• GIVEN RECORDS:
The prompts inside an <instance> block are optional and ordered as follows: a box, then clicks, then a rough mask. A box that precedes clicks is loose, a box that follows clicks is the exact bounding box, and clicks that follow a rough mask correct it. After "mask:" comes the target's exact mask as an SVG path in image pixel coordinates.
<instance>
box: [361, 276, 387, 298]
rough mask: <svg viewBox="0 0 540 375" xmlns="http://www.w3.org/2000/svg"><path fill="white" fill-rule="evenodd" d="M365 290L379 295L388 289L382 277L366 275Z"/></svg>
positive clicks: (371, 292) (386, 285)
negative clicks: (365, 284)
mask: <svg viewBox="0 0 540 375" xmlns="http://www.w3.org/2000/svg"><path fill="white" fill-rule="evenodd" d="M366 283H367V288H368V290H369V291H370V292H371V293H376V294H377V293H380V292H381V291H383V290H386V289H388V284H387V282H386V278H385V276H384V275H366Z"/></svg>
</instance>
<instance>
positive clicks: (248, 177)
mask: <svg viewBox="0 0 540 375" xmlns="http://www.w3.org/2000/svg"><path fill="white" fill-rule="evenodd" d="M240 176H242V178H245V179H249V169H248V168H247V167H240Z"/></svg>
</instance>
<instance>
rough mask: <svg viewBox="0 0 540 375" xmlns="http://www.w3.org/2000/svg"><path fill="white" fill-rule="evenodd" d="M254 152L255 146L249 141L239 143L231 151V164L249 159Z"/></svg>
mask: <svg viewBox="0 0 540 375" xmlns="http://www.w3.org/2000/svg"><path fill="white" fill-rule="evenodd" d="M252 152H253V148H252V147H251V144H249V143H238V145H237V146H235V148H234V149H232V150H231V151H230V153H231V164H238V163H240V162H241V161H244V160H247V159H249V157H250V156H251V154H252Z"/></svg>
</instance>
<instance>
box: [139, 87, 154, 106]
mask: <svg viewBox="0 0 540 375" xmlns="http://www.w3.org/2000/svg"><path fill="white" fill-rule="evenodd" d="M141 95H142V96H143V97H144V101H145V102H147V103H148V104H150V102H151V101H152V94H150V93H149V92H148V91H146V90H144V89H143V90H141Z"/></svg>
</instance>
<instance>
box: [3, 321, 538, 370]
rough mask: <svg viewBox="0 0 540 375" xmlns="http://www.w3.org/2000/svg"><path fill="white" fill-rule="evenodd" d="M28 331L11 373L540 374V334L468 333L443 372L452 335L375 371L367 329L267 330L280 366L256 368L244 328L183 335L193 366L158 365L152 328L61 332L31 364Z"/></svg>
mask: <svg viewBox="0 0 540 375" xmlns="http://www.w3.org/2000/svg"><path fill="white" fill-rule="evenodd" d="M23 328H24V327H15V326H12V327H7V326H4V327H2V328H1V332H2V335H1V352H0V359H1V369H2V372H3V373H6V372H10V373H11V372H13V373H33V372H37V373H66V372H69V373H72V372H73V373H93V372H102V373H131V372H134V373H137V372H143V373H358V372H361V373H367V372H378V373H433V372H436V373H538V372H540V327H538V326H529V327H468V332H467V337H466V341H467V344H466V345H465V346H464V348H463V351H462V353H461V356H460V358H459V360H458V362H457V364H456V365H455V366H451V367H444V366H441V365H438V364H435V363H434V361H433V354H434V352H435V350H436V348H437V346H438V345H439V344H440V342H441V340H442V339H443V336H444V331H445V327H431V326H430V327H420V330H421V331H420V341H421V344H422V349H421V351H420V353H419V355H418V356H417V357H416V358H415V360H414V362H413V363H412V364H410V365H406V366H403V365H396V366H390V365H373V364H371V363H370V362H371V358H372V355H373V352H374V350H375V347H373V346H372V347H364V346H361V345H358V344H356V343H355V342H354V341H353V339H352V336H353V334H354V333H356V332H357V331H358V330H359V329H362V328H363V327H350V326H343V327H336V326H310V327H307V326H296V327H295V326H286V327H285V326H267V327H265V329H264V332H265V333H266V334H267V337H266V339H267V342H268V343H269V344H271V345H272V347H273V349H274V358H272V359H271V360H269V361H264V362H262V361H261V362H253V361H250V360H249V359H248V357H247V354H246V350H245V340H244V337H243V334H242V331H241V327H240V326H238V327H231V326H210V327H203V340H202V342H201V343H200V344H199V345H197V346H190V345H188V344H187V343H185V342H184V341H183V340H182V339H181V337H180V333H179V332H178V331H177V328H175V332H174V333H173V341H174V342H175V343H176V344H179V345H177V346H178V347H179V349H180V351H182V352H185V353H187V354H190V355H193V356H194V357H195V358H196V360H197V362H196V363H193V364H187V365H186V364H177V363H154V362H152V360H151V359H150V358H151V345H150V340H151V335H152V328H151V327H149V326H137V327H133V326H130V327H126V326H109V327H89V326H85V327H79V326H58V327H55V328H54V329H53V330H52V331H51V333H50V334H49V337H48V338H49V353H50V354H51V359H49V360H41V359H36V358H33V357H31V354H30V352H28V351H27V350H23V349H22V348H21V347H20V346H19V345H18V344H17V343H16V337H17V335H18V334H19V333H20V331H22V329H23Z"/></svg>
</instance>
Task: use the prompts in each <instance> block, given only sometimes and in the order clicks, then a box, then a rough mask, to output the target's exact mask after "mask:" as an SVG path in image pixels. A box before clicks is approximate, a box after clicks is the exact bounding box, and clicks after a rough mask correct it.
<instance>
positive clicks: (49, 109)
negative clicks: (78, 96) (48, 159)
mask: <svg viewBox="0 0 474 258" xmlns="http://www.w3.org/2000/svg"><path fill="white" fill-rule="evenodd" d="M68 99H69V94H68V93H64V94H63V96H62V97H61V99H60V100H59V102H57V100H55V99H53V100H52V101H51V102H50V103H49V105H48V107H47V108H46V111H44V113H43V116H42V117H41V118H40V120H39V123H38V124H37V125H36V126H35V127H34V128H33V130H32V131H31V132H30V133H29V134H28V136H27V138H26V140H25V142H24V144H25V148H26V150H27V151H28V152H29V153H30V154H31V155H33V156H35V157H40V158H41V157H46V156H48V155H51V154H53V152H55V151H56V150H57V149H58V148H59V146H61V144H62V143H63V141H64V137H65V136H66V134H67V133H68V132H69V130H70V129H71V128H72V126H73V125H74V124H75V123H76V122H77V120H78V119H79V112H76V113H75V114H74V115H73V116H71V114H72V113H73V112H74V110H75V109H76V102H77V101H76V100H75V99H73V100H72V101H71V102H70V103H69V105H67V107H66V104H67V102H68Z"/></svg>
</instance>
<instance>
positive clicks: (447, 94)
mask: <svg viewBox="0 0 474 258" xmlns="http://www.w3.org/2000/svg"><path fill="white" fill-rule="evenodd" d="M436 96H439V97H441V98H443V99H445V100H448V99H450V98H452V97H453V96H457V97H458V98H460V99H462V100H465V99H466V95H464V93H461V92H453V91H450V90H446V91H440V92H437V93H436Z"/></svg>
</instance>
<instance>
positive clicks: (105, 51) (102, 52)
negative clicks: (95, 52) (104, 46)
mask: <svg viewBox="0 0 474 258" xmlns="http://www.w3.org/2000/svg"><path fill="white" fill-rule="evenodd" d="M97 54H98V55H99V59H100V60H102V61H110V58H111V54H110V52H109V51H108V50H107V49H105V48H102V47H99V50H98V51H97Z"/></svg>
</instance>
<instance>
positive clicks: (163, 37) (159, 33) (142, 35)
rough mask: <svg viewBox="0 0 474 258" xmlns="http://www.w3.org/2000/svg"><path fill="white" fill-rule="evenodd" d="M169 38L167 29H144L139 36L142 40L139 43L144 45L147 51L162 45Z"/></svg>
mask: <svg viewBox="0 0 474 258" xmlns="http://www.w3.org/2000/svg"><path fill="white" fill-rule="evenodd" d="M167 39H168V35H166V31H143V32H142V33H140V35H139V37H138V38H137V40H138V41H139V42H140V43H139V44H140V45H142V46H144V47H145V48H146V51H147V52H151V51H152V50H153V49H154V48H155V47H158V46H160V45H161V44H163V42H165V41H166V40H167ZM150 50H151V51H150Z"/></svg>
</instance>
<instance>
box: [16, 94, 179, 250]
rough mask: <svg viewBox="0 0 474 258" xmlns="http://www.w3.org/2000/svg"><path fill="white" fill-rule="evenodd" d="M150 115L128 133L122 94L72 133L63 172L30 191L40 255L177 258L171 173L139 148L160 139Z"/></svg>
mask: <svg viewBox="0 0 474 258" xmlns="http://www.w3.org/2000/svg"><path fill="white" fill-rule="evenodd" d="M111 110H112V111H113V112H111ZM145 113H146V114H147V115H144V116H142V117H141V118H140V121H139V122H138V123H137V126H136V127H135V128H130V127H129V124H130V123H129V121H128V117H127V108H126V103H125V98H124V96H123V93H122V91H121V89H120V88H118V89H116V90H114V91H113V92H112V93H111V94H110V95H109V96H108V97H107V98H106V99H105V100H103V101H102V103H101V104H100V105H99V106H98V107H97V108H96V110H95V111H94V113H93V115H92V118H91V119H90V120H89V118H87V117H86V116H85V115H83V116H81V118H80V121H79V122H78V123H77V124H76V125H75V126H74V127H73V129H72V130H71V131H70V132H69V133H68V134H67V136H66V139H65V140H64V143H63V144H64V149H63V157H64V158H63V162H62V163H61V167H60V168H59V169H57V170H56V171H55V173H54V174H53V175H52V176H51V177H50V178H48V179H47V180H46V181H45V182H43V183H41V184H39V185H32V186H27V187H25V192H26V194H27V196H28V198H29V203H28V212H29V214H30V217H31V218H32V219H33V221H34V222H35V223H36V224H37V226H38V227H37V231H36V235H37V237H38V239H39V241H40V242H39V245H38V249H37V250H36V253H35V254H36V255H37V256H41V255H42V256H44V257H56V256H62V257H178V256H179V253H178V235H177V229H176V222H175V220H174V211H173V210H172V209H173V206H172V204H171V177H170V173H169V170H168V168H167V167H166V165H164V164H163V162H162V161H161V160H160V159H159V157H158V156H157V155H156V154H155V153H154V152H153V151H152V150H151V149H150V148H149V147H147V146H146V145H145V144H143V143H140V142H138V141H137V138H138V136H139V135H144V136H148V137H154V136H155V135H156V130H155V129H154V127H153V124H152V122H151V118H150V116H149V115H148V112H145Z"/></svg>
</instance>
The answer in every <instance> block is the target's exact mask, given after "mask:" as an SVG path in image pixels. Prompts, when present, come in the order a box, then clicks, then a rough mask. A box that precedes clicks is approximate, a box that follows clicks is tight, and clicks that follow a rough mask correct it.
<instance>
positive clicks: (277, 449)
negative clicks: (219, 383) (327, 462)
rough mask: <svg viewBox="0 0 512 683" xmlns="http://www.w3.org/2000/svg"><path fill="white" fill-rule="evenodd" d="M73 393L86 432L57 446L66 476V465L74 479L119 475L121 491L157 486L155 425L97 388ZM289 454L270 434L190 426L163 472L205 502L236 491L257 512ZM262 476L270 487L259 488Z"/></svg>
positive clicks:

---

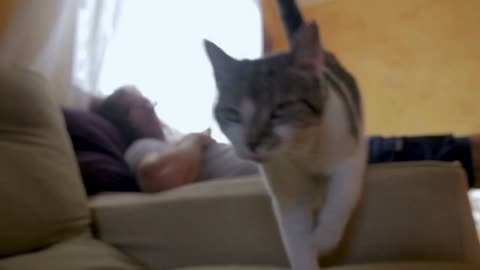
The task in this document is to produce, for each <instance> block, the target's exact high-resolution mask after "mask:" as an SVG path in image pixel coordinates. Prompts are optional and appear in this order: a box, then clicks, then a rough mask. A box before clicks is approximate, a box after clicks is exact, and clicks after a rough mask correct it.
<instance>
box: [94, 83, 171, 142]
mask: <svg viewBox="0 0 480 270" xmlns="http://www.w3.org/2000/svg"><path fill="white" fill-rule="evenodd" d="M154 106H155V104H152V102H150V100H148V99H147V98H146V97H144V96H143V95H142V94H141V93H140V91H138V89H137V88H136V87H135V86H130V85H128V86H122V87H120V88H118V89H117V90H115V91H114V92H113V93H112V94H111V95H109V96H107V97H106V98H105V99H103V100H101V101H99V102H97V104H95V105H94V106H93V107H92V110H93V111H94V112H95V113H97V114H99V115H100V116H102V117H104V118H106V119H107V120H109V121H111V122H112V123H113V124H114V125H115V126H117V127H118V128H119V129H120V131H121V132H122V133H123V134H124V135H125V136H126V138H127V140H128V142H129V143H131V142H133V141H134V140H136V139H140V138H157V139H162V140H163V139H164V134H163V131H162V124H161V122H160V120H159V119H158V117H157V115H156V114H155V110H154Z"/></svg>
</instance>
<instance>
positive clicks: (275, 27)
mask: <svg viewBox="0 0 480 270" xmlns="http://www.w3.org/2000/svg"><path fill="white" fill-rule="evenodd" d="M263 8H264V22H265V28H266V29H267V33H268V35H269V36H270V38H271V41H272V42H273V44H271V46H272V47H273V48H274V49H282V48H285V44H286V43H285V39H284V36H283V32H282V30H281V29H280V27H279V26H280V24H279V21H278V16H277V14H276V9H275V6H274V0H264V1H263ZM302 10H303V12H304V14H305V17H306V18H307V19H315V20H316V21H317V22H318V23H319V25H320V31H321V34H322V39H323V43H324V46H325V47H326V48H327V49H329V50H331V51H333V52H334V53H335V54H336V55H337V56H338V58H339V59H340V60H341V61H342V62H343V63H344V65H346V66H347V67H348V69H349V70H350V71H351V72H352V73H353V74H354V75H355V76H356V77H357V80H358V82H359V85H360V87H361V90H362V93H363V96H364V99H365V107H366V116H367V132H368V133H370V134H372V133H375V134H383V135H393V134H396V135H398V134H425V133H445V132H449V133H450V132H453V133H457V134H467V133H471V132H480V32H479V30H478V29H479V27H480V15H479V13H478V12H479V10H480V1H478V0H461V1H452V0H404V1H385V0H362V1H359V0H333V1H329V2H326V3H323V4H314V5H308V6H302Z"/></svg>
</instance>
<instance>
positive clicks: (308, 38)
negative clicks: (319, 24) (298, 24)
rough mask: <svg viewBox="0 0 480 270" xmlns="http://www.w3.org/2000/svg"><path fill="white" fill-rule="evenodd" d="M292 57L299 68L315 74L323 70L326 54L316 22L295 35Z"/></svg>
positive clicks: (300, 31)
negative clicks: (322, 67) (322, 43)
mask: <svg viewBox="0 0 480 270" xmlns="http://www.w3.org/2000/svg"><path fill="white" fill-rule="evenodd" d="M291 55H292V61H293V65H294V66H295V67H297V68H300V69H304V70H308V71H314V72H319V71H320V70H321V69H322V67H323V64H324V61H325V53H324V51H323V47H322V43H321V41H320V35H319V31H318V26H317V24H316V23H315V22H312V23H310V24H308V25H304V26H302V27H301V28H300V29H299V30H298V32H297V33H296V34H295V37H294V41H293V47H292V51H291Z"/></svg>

• PROMPT:
Take from the material above the lines running from the one with "The prompts inside" through the one with "box: [361, 276, 387, 298]", and repeat them exactly, with nothing else.

• RESPONSE BELOW:
The prompts inside an <instance> block are optional and ordered as follows: a box, then clicks, then a rough mask. A box that precedes clicks is loose, a box that follows clicks is the exact bounding box, and clicks that follow a rough mask correct it. After "mask:" comes the target's exact mask as an SVG path in image pixel coordinates.
<instance>
box: [361, 276, 387, 298]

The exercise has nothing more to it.